Your task: Copy the following material line for line, reproducing every character without change.

## Begin

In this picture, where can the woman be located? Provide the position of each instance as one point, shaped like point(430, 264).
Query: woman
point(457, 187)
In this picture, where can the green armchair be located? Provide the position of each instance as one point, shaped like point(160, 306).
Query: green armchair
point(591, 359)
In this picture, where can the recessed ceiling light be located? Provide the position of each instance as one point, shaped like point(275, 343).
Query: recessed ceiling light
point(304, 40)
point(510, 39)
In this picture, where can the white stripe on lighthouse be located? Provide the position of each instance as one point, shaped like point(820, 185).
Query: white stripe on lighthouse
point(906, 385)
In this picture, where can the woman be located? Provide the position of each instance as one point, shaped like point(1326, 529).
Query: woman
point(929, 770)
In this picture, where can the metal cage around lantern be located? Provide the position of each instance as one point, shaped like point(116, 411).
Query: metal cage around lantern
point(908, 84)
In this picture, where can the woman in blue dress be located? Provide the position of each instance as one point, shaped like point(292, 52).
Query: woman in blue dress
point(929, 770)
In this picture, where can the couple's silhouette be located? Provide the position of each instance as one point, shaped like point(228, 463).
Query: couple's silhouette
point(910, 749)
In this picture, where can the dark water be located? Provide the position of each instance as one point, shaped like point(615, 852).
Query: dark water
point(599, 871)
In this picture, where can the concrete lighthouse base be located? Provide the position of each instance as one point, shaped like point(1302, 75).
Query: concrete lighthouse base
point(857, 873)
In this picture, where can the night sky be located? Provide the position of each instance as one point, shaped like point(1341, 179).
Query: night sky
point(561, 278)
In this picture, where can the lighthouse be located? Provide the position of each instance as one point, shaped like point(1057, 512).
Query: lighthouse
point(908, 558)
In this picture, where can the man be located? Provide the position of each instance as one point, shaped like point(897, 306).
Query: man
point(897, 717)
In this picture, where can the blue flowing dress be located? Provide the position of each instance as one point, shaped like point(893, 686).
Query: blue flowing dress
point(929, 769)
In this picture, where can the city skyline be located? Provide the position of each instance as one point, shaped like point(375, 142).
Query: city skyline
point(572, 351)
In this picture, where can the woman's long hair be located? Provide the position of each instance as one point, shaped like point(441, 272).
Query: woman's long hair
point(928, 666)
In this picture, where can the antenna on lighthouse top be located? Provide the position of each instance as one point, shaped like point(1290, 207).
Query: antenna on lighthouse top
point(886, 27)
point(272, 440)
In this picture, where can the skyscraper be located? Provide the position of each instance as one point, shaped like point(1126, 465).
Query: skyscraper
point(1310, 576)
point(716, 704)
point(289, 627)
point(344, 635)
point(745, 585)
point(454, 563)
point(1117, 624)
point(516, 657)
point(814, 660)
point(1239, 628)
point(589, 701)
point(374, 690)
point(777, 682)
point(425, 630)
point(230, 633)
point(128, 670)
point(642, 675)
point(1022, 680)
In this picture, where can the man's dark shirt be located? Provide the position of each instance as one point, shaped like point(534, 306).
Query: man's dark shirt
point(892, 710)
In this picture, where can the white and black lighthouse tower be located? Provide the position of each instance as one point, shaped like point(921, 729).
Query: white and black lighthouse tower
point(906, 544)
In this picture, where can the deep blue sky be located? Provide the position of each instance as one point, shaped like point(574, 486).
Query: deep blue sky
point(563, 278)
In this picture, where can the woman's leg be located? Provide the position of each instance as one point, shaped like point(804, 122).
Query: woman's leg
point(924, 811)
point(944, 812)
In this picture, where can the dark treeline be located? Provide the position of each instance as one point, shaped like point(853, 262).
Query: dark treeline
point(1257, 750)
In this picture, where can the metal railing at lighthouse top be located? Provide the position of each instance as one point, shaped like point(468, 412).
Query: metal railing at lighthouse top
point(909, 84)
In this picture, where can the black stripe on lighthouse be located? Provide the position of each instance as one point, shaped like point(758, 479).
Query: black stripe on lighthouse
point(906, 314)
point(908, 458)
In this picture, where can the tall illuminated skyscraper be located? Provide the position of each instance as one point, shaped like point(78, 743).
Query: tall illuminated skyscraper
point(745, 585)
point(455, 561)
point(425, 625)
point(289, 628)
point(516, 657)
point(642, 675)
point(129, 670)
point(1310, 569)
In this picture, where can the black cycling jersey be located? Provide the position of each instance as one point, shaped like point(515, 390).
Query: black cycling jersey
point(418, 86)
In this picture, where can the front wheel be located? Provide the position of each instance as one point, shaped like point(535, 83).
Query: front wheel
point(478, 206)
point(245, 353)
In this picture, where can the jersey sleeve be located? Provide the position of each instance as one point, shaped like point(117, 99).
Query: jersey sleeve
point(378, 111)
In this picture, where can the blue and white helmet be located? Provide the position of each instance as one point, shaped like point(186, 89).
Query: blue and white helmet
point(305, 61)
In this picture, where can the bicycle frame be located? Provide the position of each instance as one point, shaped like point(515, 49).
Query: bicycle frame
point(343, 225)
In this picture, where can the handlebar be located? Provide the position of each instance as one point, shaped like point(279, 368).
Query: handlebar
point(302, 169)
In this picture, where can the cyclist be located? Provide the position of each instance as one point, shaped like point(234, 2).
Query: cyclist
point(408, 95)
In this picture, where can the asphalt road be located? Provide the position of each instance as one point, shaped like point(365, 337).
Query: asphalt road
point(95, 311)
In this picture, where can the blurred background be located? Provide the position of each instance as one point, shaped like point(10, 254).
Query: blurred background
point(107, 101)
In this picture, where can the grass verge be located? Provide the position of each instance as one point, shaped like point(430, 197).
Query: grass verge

## End

Solved exercise:
In this picture, where can the woman be located? Provide the position of each instance as one point, shaped like point(430, 264).
Query: woman
point(457, 187)
In this picture, where can the green armchair be located? Provide the position of each instance as one point, shaped like point(160, 306).
Query: green armchair
point(591, 359)
In this picture, where can the recessed ceiling light be located? Provide the position of each instance as one point, shaped like point(275, 343).
Query: recessed ceiling light
point(304, 40)
point(510, 39)
In this picture, where can the white stripe on lighthouse be located? Provide the position of each instance as one point, shaped like point(820, 185).
Query: white stripe on lighthouse
point(906, 385)
In this picture, where can the woman be located? Provide the position of each instance as one point, shaped like point(1326, 529).
Query: woman
point(929, 770)
In this picture, where can the metal cage around lantern be located? Provide the position of each instance as one point, shaped like point(116, 411).
Query: metal cage around lantern
point(908, 84)
In this picture, where can the woman in blue dress be located? Provide the position of each instance as one point, shaped like point(292, 52).
Query: woman in blue dress
point(929, 770)
In this picture, where can the couple's silhouette be located? Provide the position of each instance as one point, shaped like point(228, 463).
Query: couple's silhouette
point(910, 749)
In this picture, where can the dark water be located? Provide the position of each instance as one point, shaped like point(615, 852).
Query: dark water
point(599, 871)
In this picture, where can the concrete lighthouse base be located? Provide the position of each instance as one point, shaped like point(1302, 75).
Query: concrete lighthouse base
point(857, 873)
In this picture, where can the night sky be located? Provide the position of each instance as one point, shaped like point(1341, 179).
Query: night sky
point(561, 278)
In this picture, where can the lighthouse be located? Provide the position of each instance as one point, shaped like point(1057, 512).
Query: lighthouse
point(908, 558)
In this picture, where can the man be located? Provide the position of each instance as one point, shaped like point(897, 306).
Query: man
point(897, 717)
In this picture, where can the blue flowing dress be located? Provide the position of each instance as one point, shaped like point(893, 686).
Query: blue flowing dress
point(929, 769)
In this picture, where can the city skyline be located? Provide the position of each instance as one point, shaped like point(375, 142).
Query: city skyline
point(572, 351)
In this picture, where can the woman's long hair be located? Provide the position of each instance as one point, shaped like point(441, 272).
Query: woman's long hair
point(928, 666)
In this picture, where can the antenna on lighthouse top be located? Provide the position of each instance as one point, shaped like point(1290, 207).
Query: antenna on lighthouse top
point(886, 27)
point(272, 440)
In this picture, where can the skyscraper be located? Provide the position of each instance as one point, shaped like point(1126, 465).
Query: skyscraper
point(1310, 576)
point(716, 704)
point(289, 627)
point(344, 635)
point(745, 585)
point(454, 563)
point(1117, 624)
point(516, 657)
point(814, 660)
point(1239, 628)
point(589, 701)
point(374, 690)
point(777, 682)
point(425, 630)
point(230, 633)
point(128, 670)
point(642, 675)
point(1022, 680)
In this picture, where can the man's dark shirt be located? Provide the position of each instance as one point, shaped like point(534, 306).
Query: man's dark shirt
point(892, 710)
In this picture, where can the white and black lighthouse tower be located? Provide the position of each instance as one point, shaped like point(921, 729).
Query: white and black lighthouse tower
point(906, 544)
In this picture, where can the deep blue sky be located? Provide the position of each instance as one point, shaped like point(574, 486).
Query: deep blue sky
point(563, 278)
In this picture, where can the woman's leg be located? Provide the position of each instance as one point, shaped like point(804, 122).
Query: woman's leg
point(924, 811)
point(944, 812)
In this picture, where can the dark treeline be located? Provide the position of each instance as one point, shaped like point(853, 262).
Query: dark treeline
point(1257, 750)
In this picture, where can the metal railing at lighthouse top be located? Provide the position of each instance as one point, shaped like point(468, 412).
Query: metal railing at lighthouse top
point(909, 84)
In this picture, where can the black stripe on lighthouse be located? Provide the position of each instance as one point, shaped like point(758, 479).
Query: black stripe on lighthouse
point(906, 314)
point(908, 458)
In this picture, where can the tall illuminated skyscraper be located? Provide the position of each instance as one point, shaped like point(78, 743).
Query: tall illuminated skyscraper
point(745, 585)
point(455, 561)
point(425, 625)
point(289, 628)
point(516, 657)
point(642, 675)
point(129, 670)
point(1310, 569)
In this picture, where can the black cycling jersey be located? Provide the position of each instance as one point, shaped like point(515, 390).
Query: black cycling jersey
point(418, 86)
In this picture, where can the front wheel be located? Provide the position of each instance as one point, shaped like point(535, 83).
Query: front wheel
point(478, 206)
point(245, 353)
In this picture, where can the jersey sleeve be located? Provide the position of each instance as one point, shaped like point(117, 99).
Query: jersey sleeve
point(378, 111)
In this picture, where can the blue and white helmet be located? Provide the position of each instance as one point, shaped like point(186, 89).
Query: blue and white helmet
point(305, 61)
In this picture, where can the bicycle frame be located? Provide the position of each instance as one point, shaped like point(515, 49).
Query: bicycle frame
point(343, 225)
In this picture, where can the handlebar be located? Provide the position of each instance as one point, shaped like point(279, 368).
Query: handlebar
point(302, 169)
In this picture, where can the cyclist be located? Provide the position of each instance as one point, shaped like point(234, 2).
Query: cyclist
point(408, 95)
In this picture, where can the asphalt road be located? Provide the position of each instance as one point, shaped like point(365, 337).
Query: asphalt road
point(95, 311)
In this picture, where can the blurred background be located? Provide the position of each instance as one point, shaped like point(10, 254).
Query: blurred background
point(107, 101)
In this picture, where can the grass verge be located? Provide the position of each instance as one point, shaped like point(430, 197).
Query: grass verge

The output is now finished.